*Objective:*
Rewrite all of the data below as a JSON list of strings, with one string for each line and blank lines left out.

*Entries from a pointing dataset:*
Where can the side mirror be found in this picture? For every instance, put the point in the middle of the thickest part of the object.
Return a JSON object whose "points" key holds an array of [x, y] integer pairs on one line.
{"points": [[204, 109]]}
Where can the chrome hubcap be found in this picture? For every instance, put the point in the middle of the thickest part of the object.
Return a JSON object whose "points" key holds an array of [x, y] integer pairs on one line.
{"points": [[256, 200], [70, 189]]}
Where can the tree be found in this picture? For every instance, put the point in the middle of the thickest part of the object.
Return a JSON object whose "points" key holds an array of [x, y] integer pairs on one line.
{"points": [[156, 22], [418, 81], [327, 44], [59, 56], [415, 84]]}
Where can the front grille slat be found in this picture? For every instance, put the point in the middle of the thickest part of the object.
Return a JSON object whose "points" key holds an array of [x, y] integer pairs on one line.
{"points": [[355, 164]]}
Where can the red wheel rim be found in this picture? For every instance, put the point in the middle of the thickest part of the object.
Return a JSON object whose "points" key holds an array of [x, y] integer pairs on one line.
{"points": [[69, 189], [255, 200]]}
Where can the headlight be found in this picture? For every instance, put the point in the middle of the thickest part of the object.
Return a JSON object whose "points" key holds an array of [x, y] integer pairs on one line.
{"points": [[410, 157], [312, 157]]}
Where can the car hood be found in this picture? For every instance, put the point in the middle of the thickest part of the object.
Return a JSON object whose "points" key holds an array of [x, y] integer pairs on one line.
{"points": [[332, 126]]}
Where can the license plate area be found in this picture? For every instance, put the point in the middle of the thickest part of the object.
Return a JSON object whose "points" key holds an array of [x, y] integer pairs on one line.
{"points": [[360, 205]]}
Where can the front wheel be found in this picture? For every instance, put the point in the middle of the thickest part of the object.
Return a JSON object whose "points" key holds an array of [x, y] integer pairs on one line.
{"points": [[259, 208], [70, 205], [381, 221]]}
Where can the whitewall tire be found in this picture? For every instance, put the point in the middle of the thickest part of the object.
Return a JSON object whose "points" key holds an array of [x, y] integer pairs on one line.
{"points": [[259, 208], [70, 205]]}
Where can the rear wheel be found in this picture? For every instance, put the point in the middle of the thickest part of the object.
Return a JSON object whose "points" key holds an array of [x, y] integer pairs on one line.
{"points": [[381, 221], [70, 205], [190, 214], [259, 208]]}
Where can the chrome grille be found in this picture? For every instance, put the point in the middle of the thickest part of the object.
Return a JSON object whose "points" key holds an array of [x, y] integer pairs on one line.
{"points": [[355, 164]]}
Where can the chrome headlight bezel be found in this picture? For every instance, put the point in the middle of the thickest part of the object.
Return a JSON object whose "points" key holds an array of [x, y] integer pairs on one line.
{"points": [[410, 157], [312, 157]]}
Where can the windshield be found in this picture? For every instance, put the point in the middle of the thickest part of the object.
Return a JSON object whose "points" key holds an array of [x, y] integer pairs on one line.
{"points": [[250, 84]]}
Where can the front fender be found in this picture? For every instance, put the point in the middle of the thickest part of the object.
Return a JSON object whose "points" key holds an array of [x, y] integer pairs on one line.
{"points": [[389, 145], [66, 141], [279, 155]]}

*The answer:*
[
  "Where can the side mirror be found in this picture? For every instance, put the point in the middle of the thickest part of the object.",
  "Return a JSON object whose \"points\" key holds an array of [x, y] integer pairs on one line.",
  "{\"points\": [[204, 109]]}",
  "Where can the chrome hubcap be found in this picture? For every instance, put the point in the middle of the thickest part of the object.",
  "Return a JSON object whose \"points\" key holds an array of [x, y] integer pairs on one line.",
  "{\"points\": [[256, 200], [70, 189]]}",
  "Where can the tree be found in this picture? For every instance, put the point in the middle of the thickest part of the object.",
  "Return a JSON object whose \"points\" key holds an array of [x, y] integer pairs on one line.",
  "{\"points\": [[156, 22], [418, 81], [327, 44], [59, 56], [415, 84]]}",
  "Where can the front grille slat be found in this picture? For every instance, put the point in the middle of the thickest part of the object.",
  "Return a JSON object whose \"points\" key holds an array of [x, y] integer pairs on one line.",
  "{\"points\": [[355, 164]]}",
  "Where can the red wheel rim be found in this picture? For every instance, put the point in the middle of the thickest part of the object.",
  "Return a JSON object whose \"points\" key holds an array of [x, y] integer pairs on one line.",
  "{\"points\": [[69, 189], [255, 200]]}",
  "Where can the headlight be found in this picture? For every instance, put the point in the middle of the thickest part of the object.",
  "Return a JSON object whose \"points\" key holds an array of [x, y] integer pairs on one line.",
  "{\"points\": [[410, 157], [312, 157]]}",
  "Where can the car hood be found in this picture? For every instance, put the point in the middle of the thickest part of the object.",
  "Return a JSON object whose \"points\" key holds an array of [x, y] integer pairs on one line.",
  "{\"points\": [[332, 126]]}",
  "Where can the license plate area be found in this picture? For every instance, put the point in the middle of the thickest part of the object.",
  "Return a JSON object whose \"points\" key holds an array of [x, y] integer pairs on one line.",
  "{\"points\": [[360, 205]]}",
  "Where can the front wheel be found in this picture? For every instance, put the point in the middle of the thickest part of the object.",
  "Return a JSON object whose \"points\" key holds an array of [x, y] integer pairs on one line.",
  "{\"points\": [[259, 208], [70, 205], [381, 221]]}",
  "Where can the whitewall tire be found in this picture? For every instance, put the point in the middle of the thickest part of the object.",
  "Return a JSON object whose \"points\" key holds an array of [x, y] integer pairs on one line.",
  "{\"points\": [[259, 208], [70, 205]]}",
  "Where can the rear wheel be found in this picture? For every instance, put the point in the middle of the thickest part of the object.",
  "Return a JSON object whose \"points\" key holds an array of [x, y] integer pairs on one line.",
  "{\"points\": [[381, 221], [70, 205], [190, 214], [259, 208]]}",
  "Where can the chrome grille be found in this picture? For every instance, put the point in the middle of the thickest part of the object.",
  "Return a JSON object whose \"points\" key holds an array of [x, y] integer pairs on one line.",
  "{\"points\": [[355, 164]]}",
  "Where can the chrome headlight bezel be found in this picture? For every instance, put the point in the middle of the thickest part of the object.",
  "Return a JSON object whose \"points\" key holds an array of [x, y] integer pairs on one line.",
  "{\"points\": [[410, 157], [312, 157]]}",
  "Where can the windshield be found in this picture? For every instance, put the point in the middle of the thickest part of the object.",
  "Return a JSON object whose \"points\" key holds an array of [x, y] integer pairs on one line.",
  "{\"points\": [[250, 84]]}",
  "Where can the front fender be found in this picture? For every instance, put the point in the middle of the thickest part of the object.",
  "Return a JSON object whose \"points\" key holds an array of [x, y] integer pairs on one line.",
  "{\"points\": [[389, 145], [66, 141], [279, 155]]}"
]